#### Passage to read ####
So if everyone has near unlimited access to knowledge and "thinking help", what is scarce?

  • Not answers.
  • Not ideas.
  • Not plans.

What is scarce is someone who will actually run the play.

Agency > Intelligence in the AI age

We have culturally over rewarded "being smart" and under rewarded "being agentic".

You can see the difference:

  • The high IQ person who endlessly refines the plan.
  • The slightly less "brilliant" person who sends the cold emails, assembles the team, and ships the product.

Ten years ago, the first person might have looked more impressive. Today, with AI assisting both of them, the second person wins by a huge margin.

Because:

  • AI can resize intelligence.
  • AI cannot make you get over fear, embarrassment, or inertia.

Tools are stronger than ever. The bottleneck is: do you use them to move reality or just to think prettier thoughts?

What agency looks like in practical life

A few concrete patterns I see over and over:

1. Agency in learning

Low agency learning:

  • Watching tutorials on "how to learn AI".
  • Saving threads and blog posts "for later".
  • Endlessly researching "best roadmap".

High agency learning:

  • Picking one project and shipping a v1.
  • Asking someone for feedback and actually acting on it.
  • Applying for something slightly above your level and figuring it out on the way.

AI can turbocharge both types, but only the second type compounds.

2. Agency in career

Low agency:

  • Waiting for your manager to define your growth plan.
  • Complaining about lack of opportunities.
  • Secretly hoping someone will "notice your potential".

High agency:

  • Owning a problem end to end, without being asked.
  • Proactively setting up 1:1s and asking "what would it take for me to reach the next level".
  • Creating opportunities for others, not just for yourself.

AI can help you write the email or outline the plan. It cannot force you to send it or stay consistent for six months.

3. Agency in building

Low agency:

  • Talking about "someday I will build a product".
  • Collecting domain names.
  • Tweaking the logo for the 50th time.

High agency:

  • Shipping an ugly v0 to three real users.
  • Charging one person money and seeing if they pay.
  • Iterating in public, even if it feels uncomfortable.

AI is fantastic at clearing friction in building - coding, design drafts, content. The limiting factor is no longer skills. It is your willingness to be seen failing in public.
#### Data provided ####
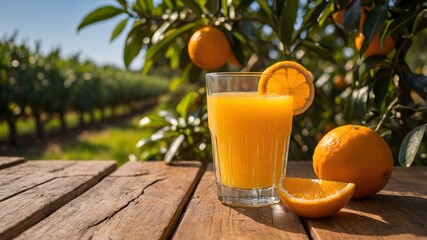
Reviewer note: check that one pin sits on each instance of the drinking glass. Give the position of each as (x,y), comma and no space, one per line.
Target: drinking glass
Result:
(250,138)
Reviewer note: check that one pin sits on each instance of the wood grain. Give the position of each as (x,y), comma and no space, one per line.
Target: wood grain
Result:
(6,162)
(207,218)
(33,190)
(138,201)
(399,211)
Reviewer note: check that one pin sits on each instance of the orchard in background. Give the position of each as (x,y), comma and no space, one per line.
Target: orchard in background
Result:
(374,49)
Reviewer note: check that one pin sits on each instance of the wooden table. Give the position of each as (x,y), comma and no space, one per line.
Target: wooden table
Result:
(151,200)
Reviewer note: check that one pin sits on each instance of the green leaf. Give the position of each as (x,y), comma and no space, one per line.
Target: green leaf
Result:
(374,22)
(369,63)
(98,15)
(225,7)
(410,144)
(313,15)
(381,87)
(152,120)
(173,148)
(134,43)
(352,16)
(122,2)
(191,73)
(186,102)
(326,13)
(118,29)
(398,23)
(355,108)
(193,6)
(160,46)
(286,22)
(266,10)
(213,6)
(418,82)
(418,21)
(319,50)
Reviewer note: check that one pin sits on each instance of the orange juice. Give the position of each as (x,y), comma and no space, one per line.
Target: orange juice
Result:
(250,135)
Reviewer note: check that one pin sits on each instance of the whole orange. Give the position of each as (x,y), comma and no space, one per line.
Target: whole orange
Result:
(374,47)
(356,154)
(209,48)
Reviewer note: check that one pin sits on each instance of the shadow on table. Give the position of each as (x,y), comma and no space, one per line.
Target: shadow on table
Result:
(276,216)
(379,215)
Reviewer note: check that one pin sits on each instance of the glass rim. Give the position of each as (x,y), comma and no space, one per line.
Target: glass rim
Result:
(238,74)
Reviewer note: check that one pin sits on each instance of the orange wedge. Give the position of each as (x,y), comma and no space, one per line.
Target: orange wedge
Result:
(314,198)
(289,78)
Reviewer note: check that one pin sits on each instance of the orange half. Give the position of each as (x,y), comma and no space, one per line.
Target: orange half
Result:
(289,78)
(314,198)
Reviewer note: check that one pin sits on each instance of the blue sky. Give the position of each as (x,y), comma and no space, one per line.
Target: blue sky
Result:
(54,23)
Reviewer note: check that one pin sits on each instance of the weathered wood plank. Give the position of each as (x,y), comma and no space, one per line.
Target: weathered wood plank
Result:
(28,175)
(6,162)
(31,191)
(207,218)
(138,201)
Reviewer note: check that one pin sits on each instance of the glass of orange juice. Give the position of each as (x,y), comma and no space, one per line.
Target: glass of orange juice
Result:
(250,138)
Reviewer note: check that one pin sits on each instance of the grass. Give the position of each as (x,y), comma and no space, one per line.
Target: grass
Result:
(116,142)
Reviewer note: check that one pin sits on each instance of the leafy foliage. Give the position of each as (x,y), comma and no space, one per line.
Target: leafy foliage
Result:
(386,93)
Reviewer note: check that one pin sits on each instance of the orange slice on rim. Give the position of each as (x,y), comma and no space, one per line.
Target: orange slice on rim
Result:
(314,198)
(289,78)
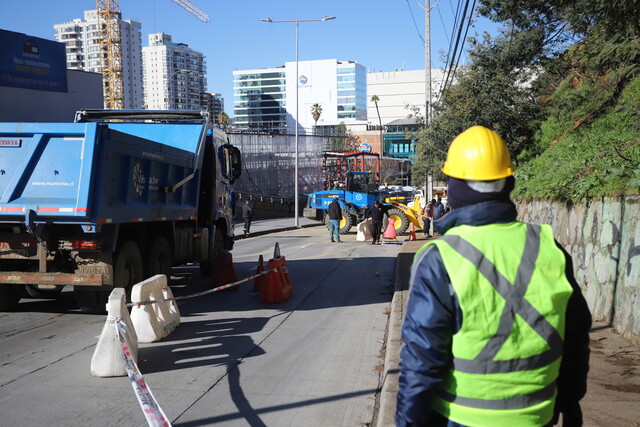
####
(Short exercise A):
In the essay on agency in the AI age, what does the text name as the limiting factor in building, now that it is no longer skills?
(Short exercise B):
Continue the essay on agency in the AI age, picking up right after its final sentence.

(Answer A):
The willingness to be seen failing in public.

(Answer B):
Agency also means moving others

I like this phrasing: the ability to move others.

In the AI age, this might be the deepest form of leverage:

  • Convincing a designer to jam with you on a Saturday.
  • Aligning a small team around a crazy but precise goal.
  • Getting early users to give you brutally honest feedback.
  • Rallying a community around a mission.

AI can imitate style and tone, but trust and energy still come from humans.

Someone with agency:

  • Makes clear asks.
  • Follows up.
  • Keeps promises.
  • Builds reputation over time.

That combination creates a gravity field around you. People are more willing to say "yes" when you ask for help, intros, feedback, time, or money.

How to become more agentic

This is the part that matters, because "agency" can sound abstract. Here are some small, concrete ways to level it up.

1. Reduce the gap between idea and action

Make this a personal rule:

If something takes less than 2 minutes, do it now.

Examples:

  • Thought of someone you should text - send it.
  • New blog idea - open the file and write two sentences.
  • Potential user - send a short DM.

You are training your brain that ideas lead to movement, not to overthinking.

2. Decide in public, not only in private

Examples:

  • Announce you are shipping something by a specific date.
  • Tell a friend your goal and ask them to check on you.
  • Share progress weekly, even when it feels small.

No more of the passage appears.